# Required task A:
The Hacker News thread below opens with a post by nemesisj. List the username of every other participant who comments in the thread, in order of appearance.

──────── Provided passage

| HN Mirror

Y	Hacker News new \| ask \| show \| jobs

by nemesisj 5125 days ago

I love Heroku, but am I the only one that thinks their choice of words describing their architecture is a bit pretentious?

"...streaming data API which connects the dyno manifold to the routing mesh."

Give me a break!

7 comments

tptacek 5125 days ago

Well, there's the problem right there. They're using a dyno manifold to connect to the routing mesh. If they'd just use a flux capacitor, they could use a static manifold instead.

link

Cushman 5125 days ago

Love it. Times like this I wish there were more of a sketch comedy scene in our community... Not sure whether to go with "The AWS Enterprise" or "Bob the Cloud Mechanic".

link

dllthomas 5125 days ago

Reminds me of the good ol' Turbo Encabulator...

link

chadmaughan 5125 days ago

This is classical geek owning up. My first thought was, this is written with two purposes:

1) to prevent the average, non-technical person from understanding it ("Phew, I'm glad these guys are figuring out this stuff and not me - that's why I host with them. I don't even know what a 'dyno manifold' is!")

2) to show management how smart we are and that you still need us ("because who else is going to figure this 'routing mesh' stuff out if you fire those responsible for the outage")

A simple "we're sorry and we've given 10 lashes to the engineer performing the manual garbage collection" may have been a better approach.

Having said that, I still think Heroku is awesome.

link

aiscott 5125 days ago

Read up on the heroku architecture. These are the terms used.

The manual garbage collection wasn't the problem. An unexpected data structure created by garbage collection wasn't handled in a fault tolerant manner.

link

dsl 5125 days ago

All the reading in the world will not change the fact they pick retarded names.

Routing mesh? We call that a cluster of load balancers in the real world.

link

rhizome 5125 days ago

I can guarantee you that the Heroku architecture uses an internal slang for common sysadmin concepts.

link

erikpukinskis 5125 days ago

OK, I'll bite.

Instead of "dyno", they could possibly use a word like "VM". Except that they're not really virtual machines, nor are they EC2 instances. Read Only Chroot Jails plus Precompiled Application, Libraries, and Environment (ROCJPALEs?) They also have a pretty complex set of support structures that provide connectivity to databases and other resources. Perhaps someone can suggest an existing name for that, but I know of none.

────────────────
──────── Supplied records

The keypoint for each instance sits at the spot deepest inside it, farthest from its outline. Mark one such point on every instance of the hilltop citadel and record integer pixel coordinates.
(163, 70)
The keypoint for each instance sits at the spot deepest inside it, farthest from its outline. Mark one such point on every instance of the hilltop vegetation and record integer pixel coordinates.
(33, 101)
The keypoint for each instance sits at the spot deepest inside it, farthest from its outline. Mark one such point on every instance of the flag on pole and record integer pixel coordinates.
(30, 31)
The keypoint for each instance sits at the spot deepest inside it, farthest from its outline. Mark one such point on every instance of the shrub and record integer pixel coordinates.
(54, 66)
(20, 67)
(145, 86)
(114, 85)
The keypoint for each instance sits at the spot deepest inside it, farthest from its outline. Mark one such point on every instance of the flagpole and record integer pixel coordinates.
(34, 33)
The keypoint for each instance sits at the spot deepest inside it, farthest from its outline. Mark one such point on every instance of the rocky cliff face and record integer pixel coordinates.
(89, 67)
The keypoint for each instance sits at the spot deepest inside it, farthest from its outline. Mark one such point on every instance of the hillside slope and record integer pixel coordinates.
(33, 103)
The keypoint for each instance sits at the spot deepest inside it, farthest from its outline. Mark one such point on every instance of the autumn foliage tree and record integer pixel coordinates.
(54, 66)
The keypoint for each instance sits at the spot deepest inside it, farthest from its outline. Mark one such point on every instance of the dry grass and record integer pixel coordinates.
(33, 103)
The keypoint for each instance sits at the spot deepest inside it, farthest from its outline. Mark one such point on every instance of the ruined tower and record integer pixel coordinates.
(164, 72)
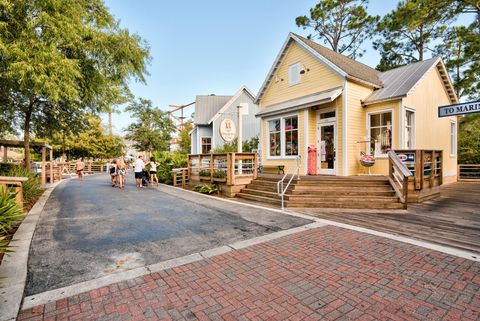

────────────────

# Required task B:
Collect every line of the records above that contains the word "ruined", matching case exactly.

# Complete response A:
tptacek, Cushman, dllthomas, chadmaughan, aiscott, dsl, rhizome, erikpukinskis

# Complete response B:
The keypoint for each instance sits at the spot deepest inside it, farthest from its outline. Mark one such point on every instance of the ruined tower and record integer pixel coordinates.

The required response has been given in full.